··· Task data ···

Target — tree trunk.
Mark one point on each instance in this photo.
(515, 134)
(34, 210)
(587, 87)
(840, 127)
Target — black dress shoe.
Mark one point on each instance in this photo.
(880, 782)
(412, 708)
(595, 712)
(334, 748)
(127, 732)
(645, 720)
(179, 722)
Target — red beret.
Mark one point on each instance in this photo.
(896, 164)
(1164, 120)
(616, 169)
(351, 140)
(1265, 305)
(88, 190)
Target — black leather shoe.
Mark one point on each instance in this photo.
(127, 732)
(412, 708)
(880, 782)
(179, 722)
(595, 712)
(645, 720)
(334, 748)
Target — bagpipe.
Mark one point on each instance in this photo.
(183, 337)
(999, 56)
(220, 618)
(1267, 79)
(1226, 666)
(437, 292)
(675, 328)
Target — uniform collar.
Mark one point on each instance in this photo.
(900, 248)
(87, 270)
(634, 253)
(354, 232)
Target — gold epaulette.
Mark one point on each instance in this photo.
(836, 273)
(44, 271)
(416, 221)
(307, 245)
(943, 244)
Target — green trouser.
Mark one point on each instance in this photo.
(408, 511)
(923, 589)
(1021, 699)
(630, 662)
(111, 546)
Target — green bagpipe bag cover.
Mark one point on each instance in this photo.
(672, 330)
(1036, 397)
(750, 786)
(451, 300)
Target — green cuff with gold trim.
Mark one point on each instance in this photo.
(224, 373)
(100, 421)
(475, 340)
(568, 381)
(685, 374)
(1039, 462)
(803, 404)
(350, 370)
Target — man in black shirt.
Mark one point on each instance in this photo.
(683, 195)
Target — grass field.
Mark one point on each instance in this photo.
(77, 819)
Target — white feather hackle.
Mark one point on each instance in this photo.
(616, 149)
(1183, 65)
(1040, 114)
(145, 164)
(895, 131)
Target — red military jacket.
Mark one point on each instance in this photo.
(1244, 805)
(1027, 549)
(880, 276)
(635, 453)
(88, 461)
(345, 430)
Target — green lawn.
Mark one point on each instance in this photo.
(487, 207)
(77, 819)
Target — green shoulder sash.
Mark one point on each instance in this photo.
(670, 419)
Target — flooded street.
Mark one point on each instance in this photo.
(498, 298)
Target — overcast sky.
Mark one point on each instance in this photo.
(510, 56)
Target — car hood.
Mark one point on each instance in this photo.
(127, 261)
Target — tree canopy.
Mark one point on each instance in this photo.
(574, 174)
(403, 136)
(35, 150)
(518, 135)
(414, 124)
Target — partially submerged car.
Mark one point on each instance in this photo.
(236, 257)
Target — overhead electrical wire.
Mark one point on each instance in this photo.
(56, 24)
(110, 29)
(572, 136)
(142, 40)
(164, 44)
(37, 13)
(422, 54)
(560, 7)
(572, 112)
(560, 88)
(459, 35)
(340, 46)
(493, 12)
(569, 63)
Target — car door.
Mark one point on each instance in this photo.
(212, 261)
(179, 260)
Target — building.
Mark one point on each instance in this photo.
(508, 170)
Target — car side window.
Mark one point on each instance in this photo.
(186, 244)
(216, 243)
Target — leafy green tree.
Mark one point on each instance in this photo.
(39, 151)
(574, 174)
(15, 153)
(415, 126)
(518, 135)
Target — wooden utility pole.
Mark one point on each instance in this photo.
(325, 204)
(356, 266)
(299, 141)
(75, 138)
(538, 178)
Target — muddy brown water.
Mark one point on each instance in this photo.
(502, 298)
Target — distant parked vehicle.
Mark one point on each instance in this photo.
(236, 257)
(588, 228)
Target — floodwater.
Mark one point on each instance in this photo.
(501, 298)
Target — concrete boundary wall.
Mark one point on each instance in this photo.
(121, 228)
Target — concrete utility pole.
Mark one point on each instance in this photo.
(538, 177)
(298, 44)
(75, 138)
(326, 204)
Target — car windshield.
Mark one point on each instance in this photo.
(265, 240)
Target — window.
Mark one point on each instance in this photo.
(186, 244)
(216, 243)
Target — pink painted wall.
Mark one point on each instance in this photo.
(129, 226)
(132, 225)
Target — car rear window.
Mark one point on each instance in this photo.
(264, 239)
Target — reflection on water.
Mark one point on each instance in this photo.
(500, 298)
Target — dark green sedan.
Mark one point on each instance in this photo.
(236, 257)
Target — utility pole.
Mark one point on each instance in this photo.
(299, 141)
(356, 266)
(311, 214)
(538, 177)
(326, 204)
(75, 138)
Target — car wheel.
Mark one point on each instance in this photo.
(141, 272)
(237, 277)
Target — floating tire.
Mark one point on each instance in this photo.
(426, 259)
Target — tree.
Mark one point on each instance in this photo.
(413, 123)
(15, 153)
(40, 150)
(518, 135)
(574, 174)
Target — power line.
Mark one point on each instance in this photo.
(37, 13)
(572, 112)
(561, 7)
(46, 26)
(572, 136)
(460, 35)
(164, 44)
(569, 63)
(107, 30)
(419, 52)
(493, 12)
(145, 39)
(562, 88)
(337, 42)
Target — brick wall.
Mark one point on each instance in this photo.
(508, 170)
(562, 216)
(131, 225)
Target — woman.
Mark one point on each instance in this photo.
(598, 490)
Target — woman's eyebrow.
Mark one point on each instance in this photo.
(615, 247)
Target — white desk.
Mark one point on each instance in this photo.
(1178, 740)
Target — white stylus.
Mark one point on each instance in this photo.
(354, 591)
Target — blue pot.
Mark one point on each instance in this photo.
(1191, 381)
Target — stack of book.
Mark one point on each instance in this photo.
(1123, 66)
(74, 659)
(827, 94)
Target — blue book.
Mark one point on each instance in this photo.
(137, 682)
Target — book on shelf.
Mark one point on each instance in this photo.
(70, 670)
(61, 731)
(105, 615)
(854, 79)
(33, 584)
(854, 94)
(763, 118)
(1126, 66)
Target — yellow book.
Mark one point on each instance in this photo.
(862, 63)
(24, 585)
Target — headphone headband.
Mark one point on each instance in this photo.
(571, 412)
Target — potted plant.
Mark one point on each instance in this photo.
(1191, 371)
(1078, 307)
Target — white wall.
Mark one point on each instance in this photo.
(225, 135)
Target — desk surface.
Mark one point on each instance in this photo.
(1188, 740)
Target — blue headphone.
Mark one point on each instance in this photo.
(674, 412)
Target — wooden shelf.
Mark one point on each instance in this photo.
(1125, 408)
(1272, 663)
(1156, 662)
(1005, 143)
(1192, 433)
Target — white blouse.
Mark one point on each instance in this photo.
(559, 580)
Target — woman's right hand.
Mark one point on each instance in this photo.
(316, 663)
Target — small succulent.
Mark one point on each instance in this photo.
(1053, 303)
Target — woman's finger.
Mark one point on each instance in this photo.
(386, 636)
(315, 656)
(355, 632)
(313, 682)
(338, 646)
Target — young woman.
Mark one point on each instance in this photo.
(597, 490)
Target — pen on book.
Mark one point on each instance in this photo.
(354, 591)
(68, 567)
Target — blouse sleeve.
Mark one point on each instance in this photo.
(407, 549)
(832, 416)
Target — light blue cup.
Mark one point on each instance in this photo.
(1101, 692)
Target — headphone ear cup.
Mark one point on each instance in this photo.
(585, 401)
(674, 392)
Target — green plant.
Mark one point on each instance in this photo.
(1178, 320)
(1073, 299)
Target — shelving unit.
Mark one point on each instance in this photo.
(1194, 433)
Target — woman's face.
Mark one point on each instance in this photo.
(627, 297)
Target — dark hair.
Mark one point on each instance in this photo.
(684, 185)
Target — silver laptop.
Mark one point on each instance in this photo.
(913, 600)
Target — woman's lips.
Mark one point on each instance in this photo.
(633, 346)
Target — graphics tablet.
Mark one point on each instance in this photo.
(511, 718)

···

**How to complete this task:** Return all lines from the data that include the string "shelf".

**Output for this task:**
Target — book on shelf.
Target — wooden shelf.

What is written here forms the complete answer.